_Apply what you read_.
a: How wide is the telescope used, according to the text on flexible cystoscopy?
b: Pick up the flexible cystoscopy text after its last sentence and keep writing in the same plain style.

_Source document_.
__________
Phone 03 9347 9911
What is this procedure and why is it done?
Flexible cystoscopy is a visual examination of the bladder performed by a Urologist. A very small flexible telescope (approx 3mm in diameter) is used. When performed in the treatment room (as an outpatient), only local anaesthetic is required to make passage of the telescope more comfortable. The urethra (urine passage from the bladder) and bladder are fully examined. The urethra in a woman is only 3-4cm in length thereby passage is straightforward and usually very well tolerated.
No fasting or any special preparation is required. On arrival, you will be asked to empty your bladder. An antibiotic dose will be given to prevent infection. After changing into a suitable gown, the nurse will wash the genital region with antiseptic and place local anaesthetic jelly into the urethra to make it numb for the procedure.
The very small telescope (cystoscope) is gently eased into the urethral channel and then into the bladder. This is well tolerated, though there may be a minor degree of discomfort. Once the cystoscope has reached the bladder, the rest of the examination is performed without discomfort. After a complete inspection of the bladder, the urethra is then inspected as the telescope is withdrawn.
__________
_Supplied material_.
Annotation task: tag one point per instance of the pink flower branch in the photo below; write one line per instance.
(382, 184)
__________
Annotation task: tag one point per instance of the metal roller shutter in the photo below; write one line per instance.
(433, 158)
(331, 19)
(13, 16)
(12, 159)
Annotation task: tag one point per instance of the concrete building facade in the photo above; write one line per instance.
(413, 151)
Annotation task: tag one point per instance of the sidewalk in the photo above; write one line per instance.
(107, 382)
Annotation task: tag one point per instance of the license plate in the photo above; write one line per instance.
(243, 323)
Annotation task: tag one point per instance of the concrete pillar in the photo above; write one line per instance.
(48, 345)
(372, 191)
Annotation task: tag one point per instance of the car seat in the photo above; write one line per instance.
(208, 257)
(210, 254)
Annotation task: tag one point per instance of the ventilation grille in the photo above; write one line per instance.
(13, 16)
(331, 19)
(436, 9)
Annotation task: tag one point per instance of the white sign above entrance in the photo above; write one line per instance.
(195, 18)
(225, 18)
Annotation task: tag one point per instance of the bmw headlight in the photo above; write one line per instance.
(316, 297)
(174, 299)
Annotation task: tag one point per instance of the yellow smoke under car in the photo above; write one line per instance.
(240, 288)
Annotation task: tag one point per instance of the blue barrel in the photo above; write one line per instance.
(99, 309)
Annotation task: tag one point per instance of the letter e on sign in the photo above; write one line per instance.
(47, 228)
__________
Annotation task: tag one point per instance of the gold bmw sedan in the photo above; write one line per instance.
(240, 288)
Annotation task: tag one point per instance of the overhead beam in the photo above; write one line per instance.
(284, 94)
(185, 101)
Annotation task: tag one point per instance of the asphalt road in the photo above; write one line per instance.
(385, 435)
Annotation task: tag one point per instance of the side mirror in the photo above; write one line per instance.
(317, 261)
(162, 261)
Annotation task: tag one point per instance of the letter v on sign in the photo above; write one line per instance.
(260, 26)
__________
_Responses for each task_.
a: About 3mm in diameter.

b:
Where blood is present in the urine, recurrent infections or irritative conditions of the bladder or urethra are present, it is useful to perform cystoscopy to find out what condition is present and exclude serious causes of bladder symptoms. It is also possible to obtain biopsies and remove some foreign bodies using the flexible cystoscope.
What can I expect afterwards?
After the procedure you will get yourself dressed. Once you are fully dressed, you may be given a treatment plan on the basis of the findings and information will be given to you to get started on that plan of treatment. If required, an appointment will be made for follow-up and an arrangement for any biopsy results to be given to you when available.
What common problems can I expect afterwards?
There may be some mild discomfort passing urine afterwards. This has usually resolved by 24 hours. There may be slight bleeding though seeing a lot of blood in the urine is rare. If blood is visible resting and drinking an increased amount of water usually stops the problem. It is rare to experience any significant distress following the procedure. If you have a painful bladder condition the increase in pain which occurs with the procedure is typically short-lived, typically less than two days.